* [Exercise goal]
Reproduce only this part of the listing: the line with "query (the noun phrase to segment): ground", plus every line after it through the last.

━━━━

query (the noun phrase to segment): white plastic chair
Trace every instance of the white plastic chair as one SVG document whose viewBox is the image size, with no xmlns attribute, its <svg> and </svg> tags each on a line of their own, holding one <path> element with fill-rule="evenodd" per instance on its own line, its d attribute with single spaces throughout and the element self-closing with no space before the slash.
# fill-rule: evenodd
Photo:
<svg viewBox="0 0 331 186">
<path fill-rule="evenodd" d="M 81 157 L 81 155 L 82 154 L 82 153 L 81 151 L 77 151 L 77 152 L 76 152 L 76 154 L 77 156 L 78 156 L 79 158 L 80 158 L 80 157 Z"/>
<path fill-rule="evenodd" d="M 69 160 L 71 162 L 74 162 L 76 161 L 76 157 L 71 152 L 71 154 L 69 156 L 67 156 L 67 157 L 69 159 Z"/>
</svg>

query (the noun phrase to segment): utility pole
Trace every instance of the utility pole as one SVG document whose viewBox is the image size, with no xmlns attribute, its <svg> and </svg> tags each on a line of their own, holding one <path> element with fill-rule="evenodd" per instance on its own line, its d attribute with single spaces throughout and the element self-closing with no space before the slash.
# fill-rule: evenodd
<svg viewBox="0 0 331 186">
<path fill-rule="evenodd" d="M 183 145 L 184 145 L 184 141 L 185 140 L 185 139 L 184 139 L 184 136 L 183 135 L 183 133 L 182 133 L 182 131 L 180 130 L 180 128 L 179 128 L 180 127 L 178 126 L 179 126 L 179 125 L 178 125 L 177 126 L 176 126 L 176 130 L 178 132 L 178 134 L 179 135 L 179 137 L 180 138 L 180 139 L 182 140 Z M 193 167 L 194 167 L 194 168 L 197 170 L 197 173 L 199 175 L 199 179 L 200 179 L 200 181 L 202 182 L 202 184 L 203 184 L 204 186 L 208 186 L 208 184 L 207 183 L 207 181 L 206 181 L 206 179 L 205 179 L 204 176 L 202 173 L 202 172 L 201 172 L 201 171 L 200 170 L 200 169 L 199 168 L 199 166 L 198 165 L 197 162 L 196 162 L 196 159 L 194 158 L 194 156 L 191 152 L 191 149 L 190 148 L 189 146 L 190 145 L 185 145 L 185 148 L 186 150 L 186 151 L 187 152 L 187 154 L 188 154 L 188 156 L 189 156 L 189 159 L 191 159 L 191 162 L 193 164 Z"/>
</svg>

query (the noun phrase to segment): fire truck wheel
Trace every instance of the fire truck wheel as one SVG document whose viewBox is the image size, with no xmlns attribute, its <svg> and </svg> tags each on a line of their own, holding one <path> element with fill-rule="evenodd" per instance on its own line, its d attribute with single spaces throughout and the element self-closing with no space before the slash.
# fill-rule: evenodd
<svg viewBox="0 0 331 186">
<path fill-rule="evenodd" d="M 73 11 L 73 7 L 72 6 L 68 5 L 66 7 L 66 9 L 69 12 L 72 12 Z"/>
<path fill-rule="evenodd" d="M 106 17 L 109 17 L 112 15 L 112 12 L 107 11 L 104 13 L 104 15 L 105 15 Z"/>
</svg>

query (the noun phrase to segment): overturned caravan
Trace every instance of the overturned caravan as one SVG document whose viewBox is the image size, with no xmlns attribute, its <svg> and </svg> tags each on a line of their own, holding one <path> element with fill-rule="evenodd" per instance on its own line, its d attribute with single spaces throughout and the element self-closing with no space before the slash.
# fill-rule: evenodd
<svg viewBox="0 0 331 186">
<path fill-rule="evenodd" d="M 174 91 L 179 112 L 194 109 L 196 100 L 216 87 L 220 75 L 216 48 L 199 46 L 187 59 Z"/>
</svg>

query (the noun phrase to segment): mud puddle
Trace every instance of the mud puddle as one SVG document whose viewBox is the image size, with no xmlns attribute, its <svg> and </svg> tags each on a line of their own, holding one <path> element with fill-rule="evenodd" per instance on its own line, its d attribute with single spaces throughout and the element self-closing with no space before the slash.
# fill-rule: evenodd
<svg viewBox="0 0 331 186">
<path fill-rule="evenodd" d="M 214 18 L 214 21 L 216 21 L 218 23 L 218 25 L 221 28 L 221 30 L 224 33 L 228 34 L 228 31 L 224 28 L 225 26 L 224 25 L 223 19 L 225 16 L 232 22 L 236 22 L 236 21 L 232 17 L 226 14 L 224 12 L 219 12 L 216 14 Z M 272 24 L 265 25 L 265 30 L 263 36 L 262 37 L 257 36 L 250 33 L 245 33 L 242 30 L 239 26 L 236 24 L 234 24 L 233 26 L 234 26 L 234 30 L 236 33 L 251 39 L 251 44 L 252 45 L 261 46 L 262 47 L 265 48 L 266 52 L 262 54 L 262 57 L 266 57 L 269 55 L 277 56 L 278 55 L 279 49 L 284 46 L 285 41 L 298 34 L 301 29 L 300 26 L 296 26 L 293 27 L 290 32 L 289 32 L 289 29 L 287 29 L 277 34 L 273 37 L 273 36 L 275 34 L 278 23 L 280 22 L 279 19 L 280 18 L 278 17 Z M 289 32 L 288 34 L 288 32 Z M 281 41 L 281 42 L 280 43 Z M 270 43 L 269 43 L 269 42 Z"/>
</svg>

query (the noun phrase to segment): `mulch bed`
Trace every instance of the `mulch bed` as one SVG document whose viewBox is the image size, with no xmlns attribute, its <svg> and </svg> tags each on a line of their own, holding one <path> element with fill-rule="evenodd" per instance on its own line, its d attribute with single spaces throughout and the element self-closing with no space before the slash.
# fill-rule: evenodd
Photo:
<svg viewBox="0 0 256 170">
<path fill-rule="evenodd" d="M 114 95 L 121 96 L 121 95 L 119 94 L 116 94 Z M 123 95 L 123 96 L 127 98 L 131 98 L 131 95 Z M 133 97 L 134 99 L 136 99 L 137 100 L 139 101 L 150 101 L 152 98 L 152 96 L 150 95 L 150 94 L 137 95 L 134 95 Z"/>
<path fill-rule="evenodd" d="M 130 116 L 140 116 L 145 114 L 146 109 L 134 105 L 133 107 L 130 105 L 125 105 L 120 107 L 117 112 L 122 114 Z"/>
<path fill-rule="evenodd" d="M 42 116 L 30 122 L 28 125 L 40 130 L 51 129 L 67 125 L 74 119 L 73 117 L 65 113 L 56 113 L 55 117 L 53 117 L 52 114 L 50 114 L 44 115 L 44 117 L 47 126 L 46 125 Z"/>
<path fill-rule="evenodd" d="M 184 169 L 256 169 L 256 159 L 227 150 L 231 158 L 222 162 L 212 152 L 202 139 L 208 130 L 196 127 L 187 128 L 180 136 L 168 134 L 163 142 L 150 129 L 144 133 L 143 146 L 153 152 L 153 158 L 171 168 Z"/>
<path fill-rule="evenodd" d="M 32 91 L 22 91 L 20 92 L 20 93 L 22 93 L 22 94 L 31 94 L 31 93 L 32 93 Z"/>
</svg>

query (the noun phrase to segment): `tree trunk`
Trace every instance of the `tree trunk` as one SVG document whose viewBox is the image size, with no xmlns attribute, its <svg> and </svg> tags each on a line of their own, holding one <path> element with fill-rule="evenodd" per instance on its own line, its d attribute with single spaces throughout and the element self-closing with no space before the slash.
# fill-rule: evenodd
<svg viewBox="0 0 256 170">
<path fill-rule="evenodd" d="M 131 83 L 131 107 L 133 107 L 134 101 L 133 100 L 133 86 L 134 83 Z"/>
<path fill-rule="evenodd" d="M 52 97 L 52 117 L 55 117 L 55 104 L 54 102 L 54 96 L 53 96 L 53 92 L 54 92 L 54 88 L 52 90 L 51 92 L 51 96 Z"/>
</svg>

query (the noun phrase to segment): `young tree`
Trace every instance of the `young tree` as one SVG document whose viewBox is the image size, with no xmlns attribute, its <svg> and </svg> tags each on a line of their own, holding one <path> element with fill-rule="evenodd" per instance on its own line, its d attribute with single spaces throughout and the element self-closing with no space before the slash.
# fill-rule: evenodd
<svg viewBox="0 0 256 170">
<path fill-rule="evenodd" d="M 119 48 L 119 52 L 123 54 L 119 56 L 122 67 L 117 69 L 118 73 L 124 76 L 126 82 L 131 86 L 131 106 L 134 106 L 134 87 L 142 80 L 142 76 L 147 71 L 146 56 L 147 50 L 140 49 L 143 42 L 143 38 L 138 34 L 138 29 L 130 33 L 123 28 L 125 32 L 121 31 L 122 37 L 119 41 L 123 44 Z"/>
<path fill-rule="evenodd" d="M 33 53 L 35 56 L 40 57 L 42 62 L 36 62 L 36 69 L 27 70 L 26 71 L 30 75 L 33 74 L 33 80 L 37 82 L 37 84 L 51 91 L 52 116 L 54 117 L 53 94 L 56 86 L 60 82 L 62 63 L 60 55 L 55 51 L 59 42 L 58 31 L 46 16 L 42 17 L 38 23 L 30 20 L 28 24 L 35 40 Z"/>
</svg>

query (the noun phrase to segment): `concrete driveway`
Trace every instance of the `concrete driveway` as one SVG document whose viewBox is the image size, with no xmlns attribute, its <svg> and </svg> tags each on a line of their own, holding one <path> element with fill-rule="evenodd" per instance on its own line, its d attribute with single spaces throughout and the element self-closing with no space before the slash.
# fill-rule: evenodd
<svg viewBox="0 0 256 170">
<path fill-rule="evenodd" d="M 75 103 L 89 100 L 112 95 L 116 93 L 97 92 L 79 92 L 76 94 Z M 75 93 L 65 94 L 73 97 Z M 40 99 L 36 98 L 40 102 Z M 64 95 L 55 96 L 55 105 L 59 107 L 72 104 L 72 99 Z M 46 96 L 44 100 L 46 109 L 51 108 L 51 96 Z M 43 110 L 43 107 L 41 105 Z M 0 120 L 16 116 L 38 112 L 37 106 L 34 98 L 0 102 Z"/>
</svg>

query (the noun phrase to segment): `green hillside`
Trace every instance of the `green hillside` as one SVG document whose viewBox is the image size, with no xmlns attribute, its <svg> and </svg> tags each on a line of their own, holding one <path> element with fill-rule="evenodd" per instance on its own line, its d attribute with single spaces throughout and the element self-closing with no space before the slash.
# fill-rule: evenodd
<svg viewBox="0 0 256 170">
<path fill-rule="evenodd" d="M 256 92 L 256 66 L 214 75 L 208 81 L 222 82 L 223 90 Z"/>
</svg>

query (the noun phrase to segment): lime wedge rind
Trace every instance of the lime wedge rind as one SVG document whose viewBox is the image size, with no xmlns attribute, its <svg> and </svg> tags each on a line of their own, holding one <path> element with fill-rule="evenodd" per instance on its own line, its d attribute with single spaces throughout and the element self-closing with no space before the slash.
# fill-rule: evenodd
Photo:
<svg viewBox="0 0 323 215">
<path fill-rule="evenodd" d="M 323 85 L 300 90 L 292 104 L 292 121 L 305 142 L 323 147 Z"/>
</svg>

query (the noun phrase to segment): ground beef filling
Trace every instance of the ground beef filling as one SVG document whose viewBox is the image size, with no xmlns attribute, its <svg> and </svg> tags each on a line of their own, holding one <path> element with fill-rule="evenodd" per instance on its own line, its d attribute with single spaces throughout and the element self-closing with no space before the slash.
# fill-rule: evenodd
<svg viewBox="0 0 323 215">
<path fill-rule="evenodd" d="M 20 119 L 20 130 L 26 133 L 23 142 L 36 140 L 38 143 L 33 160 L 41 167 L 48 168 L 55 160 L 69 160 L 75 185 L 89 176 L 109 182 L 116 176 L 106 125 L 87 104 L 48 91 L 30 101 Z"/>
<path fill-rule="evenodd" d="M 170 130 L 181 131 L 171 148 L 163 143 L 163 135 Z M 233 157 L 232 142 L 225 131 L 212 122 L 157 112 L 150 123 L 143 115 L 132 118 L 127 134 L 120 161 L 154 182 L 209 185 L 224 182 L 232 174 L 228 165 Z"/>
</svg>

━━━━

* [Response to this task]
query (the noun phrase to segment): ground beef filling
Trace every instance of the ground beef filling as one SVG document whose viewBox is the image size, with no xmlns attribute, its <svg> and </svg> tags each on a line of their own, holding one <path> element with fill-rule="evenodd" per instance on its own line, its d attribute with single spaces throughout and the element self-closing with no space before the slash.
# fill-rule: evenodd
<svg viewBox="0 0 323 215">
<path fill-rule="evenodd" d="M 20 119 L 20 130 L 26 133 L 23 142 L 36 140 L 38 143 L 33 160 L 41 167 L 48 168 L 55 160 L 69 160 L 75 185 L 89 176 L 109 182 L 116 176 L 106 125 L 87 104 L 48 91 L 30 101 Z"/>
<path fill-rule="evenodd" d="M 170 130 L 181 131 L 171 148 L 163 143 L 163 135 Z M 233 157 L 232 142 L 225 131 L 212 122 L 157 112 L 150 123 L 143 115 L 132 118 L 127 134 L 120 161 L 154 182 L 209 185 L 224 182 L 232 174 L 228 165 Z"/>
</svg>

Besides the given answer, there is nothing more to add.